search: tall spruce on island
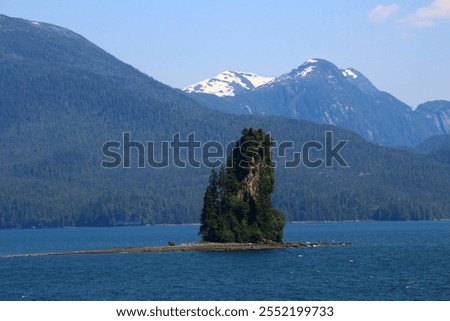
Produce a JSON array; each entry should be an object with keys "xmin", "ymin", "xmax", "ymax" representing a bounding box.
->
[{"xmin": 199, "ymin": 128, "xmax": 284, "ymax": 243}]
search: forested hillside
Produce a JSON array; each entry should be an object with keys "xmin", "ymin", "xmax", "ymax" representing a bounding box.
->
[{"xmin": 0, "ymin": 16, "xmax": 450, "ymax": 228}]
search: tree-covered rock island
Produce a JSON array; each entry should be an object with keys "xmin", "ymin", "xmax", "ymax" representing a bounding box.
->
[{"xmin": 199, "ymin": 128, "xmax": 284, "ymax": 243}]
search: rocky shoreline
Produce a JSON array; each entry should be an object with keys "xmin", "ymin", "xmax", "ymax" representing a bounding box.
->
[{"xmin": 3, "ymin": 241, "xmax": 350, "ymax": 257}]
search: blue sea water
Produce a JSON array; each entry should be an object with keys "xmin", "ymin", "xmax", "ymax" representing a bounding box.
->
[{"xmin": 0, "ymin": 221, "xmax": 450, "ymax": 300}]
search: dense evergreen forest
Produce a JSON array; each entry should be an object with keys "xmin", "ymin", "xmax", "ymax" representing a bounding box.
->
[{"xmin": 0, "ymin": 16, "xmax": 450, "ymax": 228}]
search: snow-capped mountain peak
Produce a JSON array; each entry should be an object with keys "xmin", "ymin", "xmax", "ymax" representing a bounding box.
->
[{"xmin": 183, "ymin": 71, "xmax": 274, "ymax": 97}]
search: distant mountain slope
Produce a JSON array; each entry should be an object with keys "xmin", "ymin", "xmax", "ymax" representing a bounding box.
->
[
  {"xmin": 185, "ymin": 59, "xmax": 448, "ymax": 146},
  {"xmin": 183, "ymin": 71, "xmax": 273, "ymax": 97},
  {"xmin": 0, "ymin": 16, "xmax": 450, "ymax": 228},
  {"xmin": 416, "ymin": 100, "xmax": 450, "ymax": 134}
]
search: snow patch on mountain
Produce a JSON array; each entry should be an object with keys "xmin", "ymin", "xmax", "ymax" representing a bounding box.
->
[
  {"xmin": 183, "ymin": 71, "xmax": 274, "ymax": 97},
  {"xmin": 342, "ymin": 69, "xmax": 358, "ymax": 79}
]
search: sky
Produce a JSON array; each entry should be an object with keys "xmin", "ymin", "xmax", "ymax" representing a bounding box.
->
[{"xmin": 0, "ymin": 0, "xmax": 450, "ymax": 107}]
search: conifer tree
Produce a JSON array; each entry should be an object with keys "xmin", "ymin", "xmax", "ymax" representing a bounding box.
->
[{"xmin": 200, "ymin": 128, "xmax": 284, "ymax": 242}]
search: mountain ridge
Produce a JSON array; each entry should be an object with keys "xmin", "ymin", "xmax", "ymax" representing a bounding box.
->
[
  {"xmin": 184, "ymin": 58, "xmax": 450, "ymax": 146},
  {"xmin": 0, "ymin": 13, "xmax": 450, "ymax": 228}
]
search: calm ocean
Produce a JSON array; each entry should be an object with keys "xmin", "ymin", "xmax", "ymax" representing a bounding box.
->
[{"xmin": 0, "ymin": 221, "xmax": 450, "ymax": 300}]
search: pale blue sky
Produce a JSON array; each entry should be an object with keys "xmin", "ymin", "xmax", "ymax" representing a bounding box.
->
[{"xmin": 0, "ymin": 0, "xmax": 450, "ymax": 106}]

__Written request__
Rename "search" to "locate" throughout the data above and write the data out again with nothing else changed. Leave out the pictures.

__Solved exercise__
locate: tall spruce on island
Produce a JSON array; each entry should be an object with keys "xmin", "ymin", "xmax", "ymax" representing a bounding box.
->
[{"xmin": 199, "ymin": 128, "xmax": 284, "ymax": 243}]
locate: forested hillside
Produce a JSON array; each entry should be an object with keys "xmin", "ymin", "xmax", "ymax" representing a bounding box.
->
[{"xmin": 0, "ymin": 16, "xmax": 450, "ymax": 228}]
locate: tree-covered rock island
Produce a JSON array; each entry should be an object with keys "xmin", "ymin", "xmax", "ymax" representing a bounding box.
->
[{"xmin": 199, "ymin": 128, "xmax": 284, "ymax": 243}]
locate: rocky shoreline
Produce a JSON array; each entry should be an object with keys "xmin", "ymin", "xmax", "ymax" representing a bounding box.
->
[{"xmin": 3, "ymin": 241, "xmax": 350, "ymax": 257}]
locate: blue sea water
Produce a JSON array; each entry should be an object with keys "xmin", "ymin", "xmax", "ymax" representing a bounding box.
->
[{"xmin": 0, "ymin": 221, "xmax": 450, "ymax": 300}]
locate: dense evergreen forest
Produce a JSON array; each entry should be an object with keys "xmin", "ymin", "xmax", "ymax" representing a bounding box.
->
[{"xmin": 0, "ymin": 16, "xmax": 450, "ymax": 228}]
locate: snow-capped mountain peak
Produce a JSON array; each entry should be an object with keys "xmin", "ymin", "xmax", "ymax" representing a bounding box.
->
[{"xmin": 183, "ymin": 71, "xmax": 274, "ymax": 97}]
locate: distant mountain slope
Produce a JSON array; each entry should be an object with keys "xmin", "ymin", "xmax", "ymax" representing a bounding box.
->
[
  {"xmin": 185, "ymin": 59, "xmax": 448, "ymax": 146},
  {"xmin": 183, "ymin": 71, "xmax": 273, "ymax": 97},
  {"xmin": 0, "ymin": 16, "xmax": 450, "ymax": 228},
  {"xmin": 416, "ymin": 100, "xmax": 450, "ymax": 134}
]
locate: snow patch on mountain
Produce a JSON array; each entry should be an object with keys "xmin", "ymin", "xmax", "ymax" representing a bounding box.
->
[
  {"xmin": 183, "ymin": 71, "xmax": 274, "ymax": 97},
  {"xmin": 342, "ymin": 69, "xmax": 358, "ymax": 79}
]
locate: sky
Produce a JSON array; each entry should be an object with keys "xmin", "ymin", "xmax", "ymax" representing a bounding box.
->
[{"xmin": 0, "ymin": 0, "xmax": 450, "ymax": 107}]
locate: conifer tree
Produce a JSON array; each entry should be an object with keys "xmin", "ymin", "xmax", "ymax" representing a bounding box.
->
[{"xmin": 200, "ymin": 128, "xmax": 284, "ymax": 242}]
locate: mountain ridge
Produce a JSON array; each entry should be an object with keys "xmin", "ymin", "xmax", "ymax" representing a bounding box.
->
[
  {"xmin": 184, "ymin": 58, "xmax": 450, "ymax": 146},
  {"xmin": 0, "ymin": 13, "xmax": 450, "ymax": 228}
]
locate: calm ocean
Produce a JSON array; each entry should be an object with keys "xmin", "ymin", "xmax", "ymax" representing a bounding box.
->
[{"xmin": 0, "ymin": 221, "xmax": 450, "ymax": 300}]
locate: pale blue sky
Produce a JSON array; each entry should be an object with keys "xmin", "ymin", "xmax", "ymax" representing a bounding box.
->
[{"xmin": 0, "ymin": 0, "xmax": 450, "ymax": 106}]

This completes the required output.